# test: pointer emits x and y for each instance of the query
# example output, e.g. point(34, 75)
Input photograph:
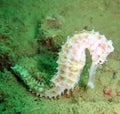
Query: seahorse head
point(103, 49)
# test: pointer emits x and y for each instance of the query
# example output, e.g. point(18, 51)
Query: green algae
point(22, 21)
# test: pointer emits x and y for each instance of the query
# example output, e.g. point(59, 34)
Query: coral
point(71, 61)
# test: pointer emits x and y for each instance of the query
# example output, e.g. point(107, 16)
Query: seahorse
point(71, 61)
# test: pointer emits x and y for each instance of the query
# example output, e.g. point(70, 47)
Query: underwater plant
point(71, 62)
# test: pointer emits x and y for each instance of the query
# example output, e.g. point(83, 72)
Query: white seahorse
point(71, 62)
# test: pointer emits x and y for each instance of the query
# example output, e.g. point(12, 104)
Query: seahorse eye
point(100, 61)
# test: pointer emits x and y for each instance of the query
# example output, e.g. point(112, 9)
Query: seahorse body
point(71, 62)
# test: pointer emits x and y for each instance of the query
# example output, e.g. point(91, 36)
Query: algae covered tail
point(71, 61)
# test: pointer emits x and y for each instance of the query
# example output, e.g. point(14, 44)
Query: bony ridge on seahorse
point(71, 62)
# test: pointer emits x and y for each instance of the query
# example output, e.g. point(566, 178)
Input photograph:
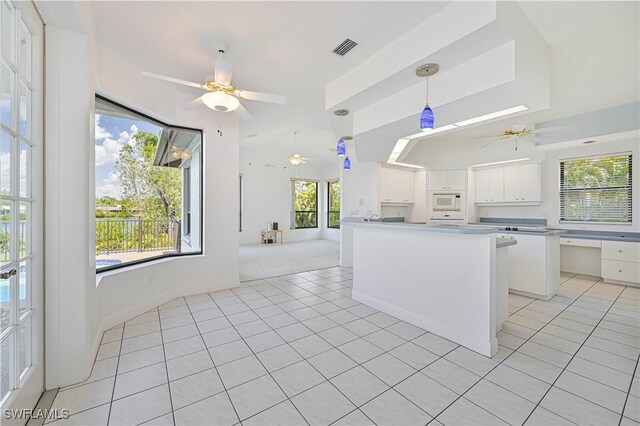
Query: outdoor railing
point(118, 235)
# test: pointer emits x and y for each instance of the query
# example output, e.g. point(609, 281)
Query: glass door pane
point(20, 160)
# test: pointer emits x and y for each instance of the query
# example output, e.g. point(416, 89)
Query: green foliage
point(306, 204)
point(334, 204)
point(4, 245)
point(610, 171)
point(149, 190)
point(596, 189)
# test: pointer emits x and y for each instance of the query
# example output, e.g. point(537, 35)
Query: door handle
point(7, 275)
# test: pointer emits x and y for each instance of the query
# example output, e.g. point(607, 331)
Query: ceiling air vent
point(344, 47)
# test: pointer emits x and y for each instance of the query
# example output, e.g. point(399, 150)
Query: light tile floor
point(297, 349)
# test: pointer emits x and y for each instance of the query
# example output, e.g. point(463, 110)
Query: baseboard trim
point(486, 348)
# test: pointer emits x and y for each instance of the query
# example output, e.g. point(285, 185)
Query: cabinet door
point(496, 185)
point(457, 179)
point(437, 180)
point(512, 183)
point(483, 186)
point(383, 185)
point(409, 186)
point(395, 186)
point(530, 182)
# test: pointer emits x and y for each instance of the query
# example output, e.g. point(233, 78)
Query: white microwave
point(447, 202)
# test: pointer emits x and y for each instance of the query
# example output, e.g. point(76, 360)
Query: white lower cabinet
point(621, 262)
point(534, 265)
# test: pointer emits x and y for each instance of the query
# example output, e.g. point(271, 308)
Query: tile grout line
point(166, 370)
point(335, 347)
point(624, 406)
point(261, 363)
point(212, 362)
point(115, 377)
point(574, 355)
point(357, 364)
point(271, 302)
point(502, 361)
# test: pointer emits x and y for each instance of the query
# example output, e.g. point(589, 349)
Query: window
point(333, 204)
point(596, 189)
point(148, 187)
point(186, 202)
point(305, 204)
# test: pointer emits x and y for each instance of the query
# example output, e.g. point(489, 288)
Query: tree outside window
point(333, 204)
point(305, 204)
point(596, 189)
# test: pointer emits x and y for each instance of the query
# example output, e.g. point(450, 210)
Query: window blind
point(596, 189)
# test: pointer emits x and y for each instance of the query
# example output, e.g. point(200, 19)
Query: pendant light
point(347, 163)
point(427, 118)
point(341, 147)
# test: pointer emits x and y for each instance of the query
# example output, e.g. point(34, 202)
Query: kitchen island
point(450, 281)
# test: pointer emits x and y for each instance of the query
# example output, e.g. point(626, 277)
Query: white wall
point(78, 310)
point(459, 154)
point(550, 206)
point(360, 189)
point(267, 196)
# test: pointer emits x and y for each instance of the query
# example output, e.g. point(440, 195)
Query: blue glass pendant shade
point(347, 163)
point(426, 119)
point(341, 148)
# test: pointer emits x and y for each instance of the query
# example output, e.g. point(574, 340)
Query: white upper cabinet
point(530, 182)
point(511, 184)
point(447, 180)
point(396, 186)
point(490, 186)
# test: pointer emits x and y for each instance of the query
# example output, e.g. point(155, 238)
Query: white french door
point(21, 207)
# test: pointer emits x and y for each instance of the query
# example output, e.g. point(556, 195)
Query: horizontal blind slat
point(596, 189)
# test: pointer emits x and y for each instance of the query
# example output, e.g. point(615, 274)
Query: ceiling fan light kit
point(222, 95)
point(341, 148)
point(220, 101)
point(427, 118)
point(347, 163)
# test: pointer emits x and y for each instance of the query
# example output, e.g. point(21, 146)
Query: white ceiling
point(285, 48)
point(276, 47)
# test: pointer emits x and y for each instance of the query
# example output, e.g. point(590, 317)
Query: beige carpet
point(263, 261)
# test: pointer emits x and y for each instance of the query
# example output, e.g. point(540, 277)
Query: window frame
point(293, 204)
point(563, 190)
point(201, 164)
point(329, 211)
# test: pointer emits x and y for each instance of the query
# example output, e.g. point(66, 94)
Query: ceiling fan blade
point(191, 104)
point(223, 71)
point(173, 80)
point(491, 143)
point(243, 113)
point(264, 97)
point(487, 136)
point(550, 129)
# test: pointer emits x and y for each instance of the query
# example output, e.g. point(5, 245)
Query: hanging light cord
point(427, 79)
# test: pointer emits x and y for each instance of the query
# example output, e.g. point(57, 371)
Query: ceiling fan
point(221, 94)
point(517, 132)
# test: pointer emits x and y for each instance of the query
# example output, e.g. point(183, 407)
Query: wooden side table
point(266, 235)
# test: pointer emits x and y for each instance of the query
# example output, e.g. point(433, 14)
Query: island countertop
point(454, 229)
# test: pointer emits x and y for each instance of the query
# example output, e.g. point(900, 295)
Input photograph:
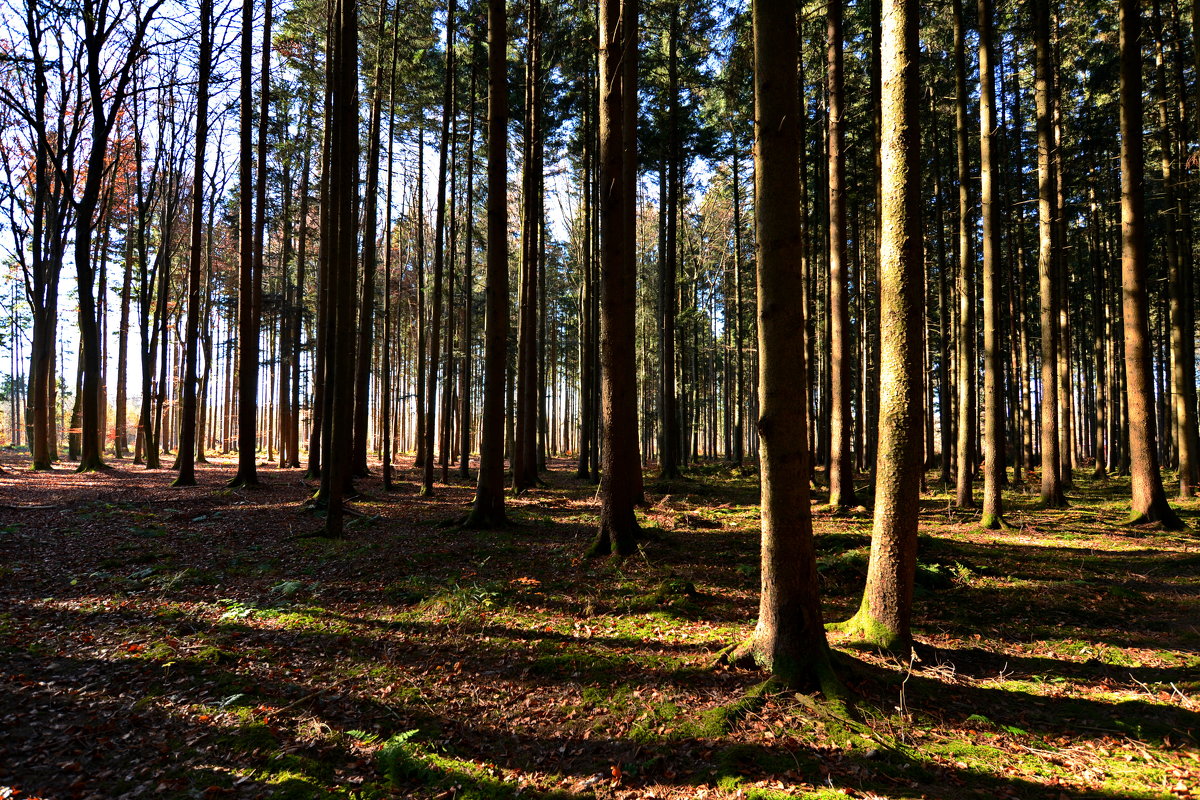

++++

### Work to complete
Pull out each line of the listing above that contains the word "ceiling".

### Output of the task
Query: ceiling air vent
Query: ceiling fan light kit
Query: white ceiling
Query: ceiling fan blade
Query: ceiling fan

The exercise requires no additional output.